*本文抜粋*
★ ★ ★ ★ ★ ★ ★

マーサ・プレイス

マーサ・M・プレイス(Martha M. Place 1854年生)
 [アメリカ・殺人犯]



 ニュージャージー州生まれのマーサは、23歳のときにソリの事故で頭を強打した。彼女の兄は、マーサはこの事故の衝撃から回復することなく、精神的に不安定になってしまったとの主張を述べている。マーサは男やもめのウィリアム・プレイスと1893年に結婚した。プレイスには、以前の結婚で儲けたアイダという名前の娘がいた。プレイスはアイダの養育を補助させるためにマーサと結婚したのだったが、その事実は後に、マーサがアイダに対して嫉妬しているという流言の元になってしまった。プレイスは少なくとも1回、妻のマーサがアイダを殺そうと威嚇しているとして、警察に通報している。

 1898年2月7日の夕方、夫のウィリアム・プレイスはニューヨーク市ブルックリンにある自宅に戻ったところ、斧を振り回して暴れているマーサの襲撃を受けた。プレイスは警察の到着によって辛くもその襲撃から逃れた。警察は、バーナーから漏れたガスが室内に充満した状態になり、マーサが頭から着衣を被ったまま床に横たわって重体になっていたのを発見した。2階では、当時17歳だったアイダの遺体がベッドに横たえられた状態で発見された。アイダは口から血を流し、眼は変形して飛び出していた。この状況は、アイダが窒息して死んだことを物語っていた。マーサ・プレイスは病院に運ばれ、そして逮捕された。

 マーサの裁判が開かれる前、プレイスは彼女が無実であるとの声明を公表した。当時のある新聞は、マーサについて以下のように報道している。

★ ★ ★ ★ ★ ★ ★

*記録データ*

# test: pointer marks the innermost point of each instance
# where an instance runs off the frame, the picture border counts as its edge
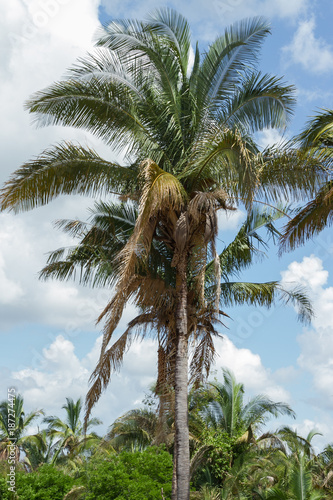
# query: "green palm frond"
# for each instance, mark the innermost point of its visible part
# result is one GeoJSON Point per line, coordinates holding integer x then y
{"type": "Point", "coordinates": [310, 220]}
{"type": "Point", "coordinates": [263, 101]}
{"type": "Point", "coordinates": [65, 169]}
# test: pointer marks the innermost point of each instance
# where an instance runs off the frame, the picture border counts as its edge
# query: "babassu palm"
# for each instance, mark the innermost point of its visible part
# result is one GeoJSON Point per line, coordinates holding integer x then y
{"type": "Point", "coordinates": [186, 131]}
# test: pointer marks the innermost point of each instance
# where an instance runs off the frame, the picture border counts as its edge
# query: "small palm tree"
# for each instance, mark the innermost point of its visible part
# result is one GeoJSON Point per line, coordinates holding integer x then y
{"type": "Point", "coordinates": [71, 439]}
{"type": "Point", "coordinates": [15, 414]}
{"type": "Point", "coordinates": [135, 430]}
{"type": "Point", "coordinates": [222, 420]}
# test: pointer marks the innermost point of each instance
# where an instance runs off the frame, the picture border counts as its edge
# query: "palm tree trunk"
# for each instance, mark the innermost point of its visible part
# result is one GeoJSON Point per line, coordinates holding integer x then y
{"type": "Point", "coordinates": [181, 385]}
{"type": "Point", "coordinates": [174, 474]}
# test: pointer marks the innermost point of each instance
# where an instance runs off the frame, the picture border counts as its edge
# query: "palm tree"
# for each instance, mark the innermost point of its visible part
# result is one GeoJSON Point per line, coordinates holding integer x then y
{"type": "Point", "coordinates": [135, 430]}
{"type": "Point", "coordinates": [71, 439]}
{"type": "Point", "coordinates": [221, 416]}
{"type": "Point", "coordinates": [13, 426]}
{"type": "Point", "coordinates": [109, 229]}
{"type": "Point", "coordinates": [316, 140]}
{"type": "Point", "coordinates": [186, 134]}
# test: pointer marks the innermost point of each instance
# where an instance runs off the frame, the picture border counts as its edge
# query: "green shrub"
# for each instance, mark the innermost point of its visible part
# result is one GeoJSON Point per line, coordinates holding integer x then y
{"type": "Point", "coordinates": [130, 476]}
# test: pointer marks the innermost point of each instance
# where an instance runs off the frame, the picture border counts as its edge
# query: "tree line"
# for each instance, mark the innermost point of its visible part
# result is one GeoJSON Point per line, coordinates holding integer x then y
{"type": "Point", "coordinates": [232, 454]}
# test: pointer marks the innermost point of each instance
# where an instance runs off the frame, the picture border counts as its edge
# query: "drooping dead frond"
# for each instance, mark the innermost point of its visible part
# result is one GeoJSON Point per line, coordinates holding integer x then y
{"type": "Point", "coordinates": [109, 361]}
{"type": "Point", "coordinates": [161, 193]}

★ ★ ★ ★ ★ ★ ★

*課題 A*
マーサ・プレイスについての文章では、マーサがウィリアム・プレイスと結婚したのは何年ですか?
*課題 B*
マーサ・プレイスについての文章を、最後の文の後から書き継いでもらえますか?
記録はマーサ・プレイスについての文章とは関係ありません。

*最終回答 A*
1893年です。

*最終回答 B*
「彼女はどちらかと言えば背が高く痩せぎすで、顔色は青白く細面である。鼻は長く先端が尖っていて、顎先も尖っているのが目立つ。唇は薄く生え際は広い。彼女の容貌はどこかある種のネズミを髣髴とさせ、その輝いているが座った眼差しが何となくそんな印象を強めている。」
マーサはアイダ殺しの罪で有罪判決を受け、死刑を宣告された。彼女の夫が、重要な証人となったのだった。

 当時のニューヨーク州知事だったセオドア・ルーズベルトは、マーサに対する減刑嘆願を却下した。マーサの前に、電気椅子で執行を受けた女性受刑者は存在しなかったため、刑の遂行のため電極を彼女につける方法が考案された。彼らはマーサの着衣にスリットをこしらえ、電極を足首に据えつけた。マーサの刑は、1899年3月20日にシンシン刑務所で執行された。死刑執行人はエドウィン・デーヴィスが務めた。執行立会人の報告によると、マーサは執行開始後すぐに死亡したという。彼女は宗教儀式もなしに、ニュージャージー州ミルストーンにある家族の墓に埋葬された。なお、電気椅子での死刑執行を宣告された女性は、マーサが最初ではなかった。イタリア人女性でアメリカに移民してきたマリア・バルベッラがその人物である。マリアについては、後に無罪判決が確定したため釈放されている。